## [To do]
Find the line that contains "Target: cushion", then repeat it and each line after it to the end of the records, exactly.

## [Records supplied]
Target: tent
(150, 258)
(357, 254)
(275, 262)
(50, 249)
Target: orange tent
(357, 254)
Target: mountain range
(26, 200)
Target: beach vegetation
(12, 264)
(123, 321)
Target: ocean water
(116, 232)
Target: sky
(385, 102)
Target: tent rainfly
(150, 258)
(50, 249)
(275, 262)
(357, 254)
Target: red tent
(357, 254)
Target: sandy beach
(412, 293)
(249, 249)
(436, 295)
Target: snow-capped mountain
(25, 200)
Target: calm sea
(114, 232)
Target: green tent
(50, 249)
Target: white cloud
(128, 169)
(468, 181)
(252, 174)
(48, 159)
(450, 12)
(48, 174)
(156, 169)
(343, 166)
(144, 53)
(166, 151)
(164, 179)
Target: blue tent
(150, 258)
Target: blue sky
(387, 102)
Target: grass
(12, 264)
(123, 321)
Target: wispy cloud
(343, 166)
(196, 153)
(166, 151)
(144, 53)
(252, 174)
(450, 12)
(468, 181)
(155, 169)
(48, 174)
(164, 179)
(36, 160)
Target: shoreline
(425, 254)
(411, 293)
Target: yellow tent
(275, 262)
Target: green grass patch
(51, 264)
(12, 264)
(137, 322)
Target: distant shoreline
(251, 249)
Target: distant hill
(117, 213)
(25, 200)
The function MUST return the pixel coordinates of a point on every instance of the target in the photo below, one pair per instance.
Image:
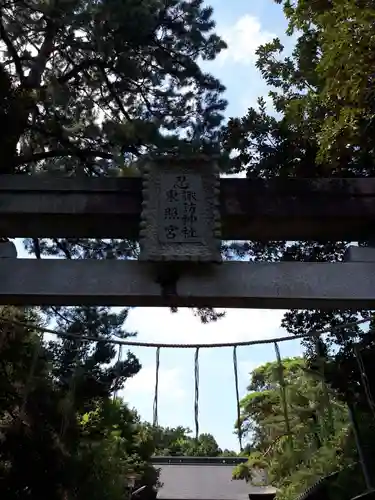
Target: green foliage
(323, 127)
(179, 442)
(58, 418)
(105, 82)
(320, 434)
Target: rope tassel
(196, 392)
(155, 406)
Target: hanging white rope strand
(364, 378)
(119, 358)
(235, 369)
(196, 392)
(155, 421)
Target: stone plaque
(181, 202)
(180, 210)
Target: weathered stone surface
(282, 285)
(287, 209)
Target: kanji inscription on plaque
(180, 218)
(180, 205)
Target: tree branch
(11, 49)
(40, 62)
(61, 153)
(77, 68)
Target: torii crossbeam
(324, 209)
(281, 285)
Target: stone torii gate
(228, 209)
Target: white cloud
(143, 384)
(160, 325)
(243, 38)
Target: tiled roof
(195, 478)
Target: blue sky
(244, 25)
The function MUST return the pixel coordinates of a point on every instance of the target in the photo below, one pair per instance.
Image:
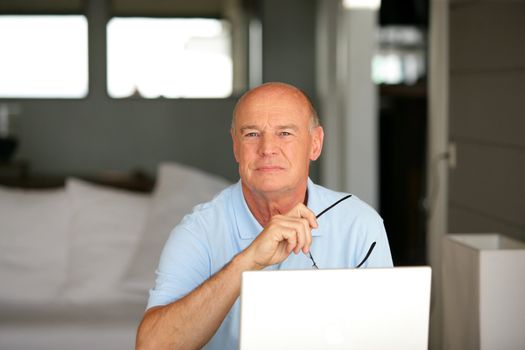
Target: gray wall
(487, 116)
(88, 136)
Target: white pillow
(178, 189)
(105, 227)
(33, 244)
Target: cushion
(33, 244)
(178, 189)
(105, 227)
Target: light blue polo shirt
(209, 237)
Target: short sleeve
(184, 265)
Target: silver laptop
(379, 308)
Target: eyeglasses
(369, 249)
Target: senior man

## [Answer below]
Target: cushion
(33, 244)
(178, 189)
(105, 227)
Target: light blue polo shirt
(209, 237)
Target: short sleeve
(184, 265)
Target: silver laptop
(379, 308)
Target: eyeglasses
(369, 249)
Target: senior man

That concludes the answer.